• [TEKS YANG DIBERIKAN]:
= = = = = = =
Mohon tunggu...
Evan Jonatan Satyagung
Evan Jonatan Satyagung Mohon Tunggu... Mahasiswa - Pelajar/Universitas Airlangga

Hobi membaca sastra klasik serta tertarik dengan berbagai topik terkait keuangan, ekonomi, dan teknologi.

Selanjutnya

Tutup

Sosbud Pilihan

SJW dan Feminisme Modern: Open Minded atau Memaksakan Pendapat?

30 Juni 2022   13:00 Diperbarui: 30 Juni 2022   13:02 2520
+
Laporkan Konten
Laporkan Akun
Kompasiana adalah platform blog. Konten ini menjadi tanggung jawab bloger dan tidak mewakili pandangan redaksi Kompas.
Lihat foto
Sosbud. Sumber ilustrasi: KOMPAS.com/Pesona Indonesia

Istilah SJW dan feminisme saat ini sangat sering digaungkan di media sosial baik dalam konotasi positif maupun negatif. Akan tetapi, apakah sebenarnya pengertian dari kedua istilah ini? 

Istilah SJW sendiri adalah kependekan dari Social Justice Warrior yang merujuk pada orang-orang yang menggaungkan paham sayap kiri dan liberal termasuk feminisme, LGBTQ+, hak-hak sipil dan multikulturianisme.

Ketika kita melihat pengertian tersebut, tentu yang terlintas di pikiran kita adalah para SJW ini pasti orang baik yang memperjuangkan hak-hak minoritas dan masyarakat kelas bawah hingga menengah, tapi nyatanya istilah SJW dikaitkan dengan konotasi negatif dan merendahkan. 

Alasan mengapa hal tersebut terjadi sebenarnya dimulai dari media sosial twitter. Istilah SJW digunakan secara negatif kepada orang-orang yang memulai argumen tentang keadilan sosial secara online tanpa argumen yang jelas dan logika yang tidak masuk akal.
= = = = = = =
• [BARIS YANG DISEDIAKAN]:
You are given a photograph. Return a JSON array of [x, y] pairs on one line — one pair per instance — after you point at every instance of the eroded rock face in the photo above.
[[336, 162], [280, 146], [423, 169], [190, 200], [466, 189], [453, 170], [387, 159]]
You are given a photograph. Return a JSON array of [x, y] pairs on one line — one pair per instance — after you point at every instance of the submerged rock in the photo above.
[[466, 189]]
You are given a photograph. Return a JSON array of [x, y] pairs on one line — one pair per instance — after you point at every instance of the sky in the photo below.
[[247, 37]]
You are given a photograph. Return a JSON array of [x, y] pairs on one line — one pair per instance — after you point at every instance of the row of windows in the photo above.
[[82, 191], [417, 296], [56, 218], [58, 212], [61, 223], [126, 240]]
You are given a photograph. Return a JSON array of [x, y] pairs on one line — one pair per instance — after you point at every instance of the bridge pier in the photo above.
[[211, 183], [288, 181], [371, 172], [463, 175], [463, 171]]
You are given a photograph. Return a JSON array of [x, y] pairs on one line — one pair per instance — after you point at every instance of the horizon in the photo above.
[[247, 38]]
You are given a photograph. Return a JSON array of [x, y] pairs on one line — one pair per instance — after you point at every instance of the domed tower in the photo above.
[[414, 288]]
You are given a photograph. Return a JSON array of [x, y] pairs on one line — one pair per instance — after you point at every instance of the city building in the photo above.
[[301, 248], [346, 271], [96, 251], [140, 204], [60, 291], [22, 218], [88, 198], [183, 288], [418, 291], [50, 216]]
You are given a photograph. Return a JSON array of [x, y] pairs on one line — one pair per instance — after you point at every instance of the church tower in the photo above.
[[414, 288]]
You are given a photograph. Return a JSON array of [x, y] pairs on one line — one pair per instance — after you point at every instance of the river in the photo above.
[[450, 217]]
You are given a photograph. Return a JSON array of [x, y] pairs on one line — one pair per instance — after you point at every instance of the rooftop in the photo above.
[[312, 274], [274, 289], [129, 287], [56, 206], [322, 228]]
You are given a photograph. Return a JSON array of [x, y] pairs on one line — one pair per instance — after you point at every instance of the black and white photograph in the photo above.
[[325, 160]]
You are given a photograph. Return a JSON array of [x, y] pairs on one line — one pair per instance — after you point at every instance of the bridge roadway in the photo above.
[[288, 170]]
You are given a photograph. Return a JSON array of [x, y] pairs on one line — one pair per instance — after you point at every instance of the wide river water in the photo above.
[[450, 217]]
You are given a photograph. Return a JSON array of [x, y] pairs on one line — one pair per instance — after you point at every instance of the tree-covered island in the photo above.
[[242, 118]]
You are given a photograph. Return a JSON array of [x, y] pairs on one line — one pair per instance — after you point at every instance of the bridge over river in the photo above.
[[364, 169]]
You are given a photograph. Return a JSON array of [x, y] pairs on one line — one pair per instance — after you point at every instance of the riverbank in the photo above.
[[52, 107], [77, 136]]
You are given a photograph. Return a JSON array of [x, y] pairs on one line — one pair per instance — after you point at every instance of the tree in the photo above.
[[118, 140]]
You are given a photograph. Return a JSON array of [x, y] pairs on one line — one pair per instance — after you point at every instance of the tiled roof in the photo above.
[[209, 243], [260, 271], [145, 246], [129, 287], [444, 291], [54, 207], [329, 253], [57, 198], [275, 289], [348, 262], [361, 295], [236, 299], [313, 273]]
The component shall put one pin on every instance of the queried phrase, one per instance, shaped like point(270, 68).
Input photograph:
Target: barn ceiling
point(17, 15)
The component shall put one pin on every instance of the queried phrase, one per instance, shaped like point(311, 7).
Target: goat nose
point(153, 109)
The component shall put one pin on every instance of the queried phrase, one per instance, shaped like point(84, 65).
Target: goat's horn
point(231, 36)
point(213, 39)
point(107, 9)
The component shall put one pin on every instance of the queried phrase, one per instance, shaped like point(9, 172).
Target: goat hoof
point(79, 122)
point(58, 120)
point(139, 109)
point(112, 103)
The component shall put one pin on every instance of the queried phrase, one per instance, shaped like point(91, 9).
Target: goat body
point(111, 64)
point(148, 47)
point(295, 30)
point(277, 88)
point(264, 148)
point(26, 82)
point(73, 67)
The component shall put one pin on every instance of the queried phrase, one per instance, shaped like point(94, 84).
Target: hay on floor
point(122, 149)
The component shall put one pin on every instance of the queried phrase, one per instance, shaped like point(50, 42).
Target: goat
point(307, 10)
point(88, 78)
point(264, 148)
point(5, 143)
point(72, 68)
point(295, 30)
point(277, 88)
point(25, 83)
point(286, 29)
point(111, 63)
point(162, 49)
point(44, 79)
= = = = = = =
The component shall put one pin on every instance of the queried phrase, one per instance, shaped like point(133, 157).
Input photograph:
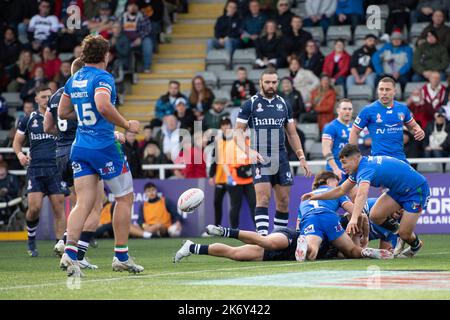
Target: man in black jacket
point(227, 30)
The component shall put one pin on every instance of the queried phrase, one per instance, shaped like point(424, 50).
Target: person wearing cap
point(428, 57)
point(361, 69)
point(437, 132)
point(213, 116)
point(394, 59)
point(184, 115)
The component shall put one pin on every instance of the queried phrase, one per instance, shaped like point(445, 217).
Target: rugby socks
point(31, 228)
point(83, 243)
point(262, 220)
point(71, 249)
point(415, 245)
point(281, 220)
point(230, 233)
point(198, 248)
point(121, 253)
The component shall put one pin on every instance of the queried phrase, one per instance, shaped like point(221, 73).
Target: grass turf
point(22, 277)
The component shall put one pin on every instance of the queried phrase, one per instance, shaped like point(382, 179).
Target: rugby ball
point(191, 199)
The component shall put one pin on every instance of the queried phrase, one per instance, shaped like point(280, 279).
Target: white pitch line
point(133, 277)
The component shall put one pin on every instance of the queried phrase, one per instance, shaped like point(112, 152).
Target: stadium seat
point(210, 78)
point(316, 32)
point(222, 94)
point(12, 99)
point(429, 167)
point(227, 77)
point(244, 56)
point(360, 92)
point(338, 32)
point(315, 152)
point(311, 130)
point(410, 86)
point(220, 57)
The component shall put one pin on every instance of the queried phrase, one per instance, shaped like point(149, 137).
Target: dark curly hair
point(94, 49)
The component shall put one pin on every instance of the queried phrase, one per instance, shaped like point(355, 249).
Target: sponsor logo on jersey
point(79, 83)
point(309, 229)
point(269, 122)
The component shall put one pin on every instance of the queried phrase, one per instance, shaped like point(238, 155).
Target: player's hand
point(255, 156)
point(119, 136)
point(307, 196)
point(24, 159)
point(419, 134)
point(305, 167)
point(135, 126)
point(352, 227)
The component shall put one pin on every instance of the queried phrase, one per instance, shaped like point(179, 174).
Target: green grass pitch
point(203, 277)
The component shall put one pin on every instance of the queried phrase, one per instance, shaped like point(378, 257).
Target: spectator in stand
= = = = = = =
• [DESKRIPSI TUGAS]: Tuliskan kembali seluruh teks tentang SJW dan feminisme persis sama, tanpa mengubah satu kata pun. Baris-baris di atas tidak perlu digunakan.

• [PENYELESAIAN TUGAS]:
Mohon tunggu...
Evan Jonatan Satyagung
Evan Jonatan Satyagung Mohon Tunggu... Mahasiswa - Pelajar/Universitas Airlangga

Hobi membaca sastra klasik serta tertarik dengan berbagai topik terkait keuangan, ekonomi, dan teknologi.

Selanjutnya

Tutup

Sosbud Pilihan

SJW dan Feminisme Modern: Open Minded atau Memaksakan Pendapat?

30 Juni 2022   13:00 Diperbarui: 30 Juni 2022   13:02 2520
+
Laporkan Konten
Laporkan Akun
Kompasiana adalah platform blog. Konten ini menjadi tanggung jawab bloger dan tidak mewakili pandangan redaksi Kompas.
Lihat foto
Sosbud. Sumber ilustrasi: KOMPAS.com/Pesona Indonesia

Istilah SJW dan feminisme saat ini sangat sering digaungkan di media sosial baik dalam konotasi positif maupun negatif. Akan tetapi, apakah sebenarnya pengertian dari kedua istilah ini? 

Istilah SJW sendiri adalah kependekan dari Social Justice Warrior yang merujuk pada orang-orang yang menggaungkan paham sayap kiri dan liberal termasuk feminisme, LGBTQ+, hak-hak sipil dan multikulturianisme.

Ketika kita melihat pengertian tersebut, tentu yang terlintas di pikiran kita adalah para SJW ini pasti orang baik yang memperjuangkan hak-hak minoritas dan masyarakat kelas bawah hingga menengah, tapi nyatanya istilah SJW dikaitkan dengan konotasi negatif dan merendahkan. 

Alasan mengapa hal tersebut terjadi sebenarnya dimulai dari media sosial twitter. Istilah SJW digunakan secara negatif kepada orang-orang yang memulai argumen tentang keadilan sosial secara online tanpa argumen yang jelas dan logika yang tidak masuk akal.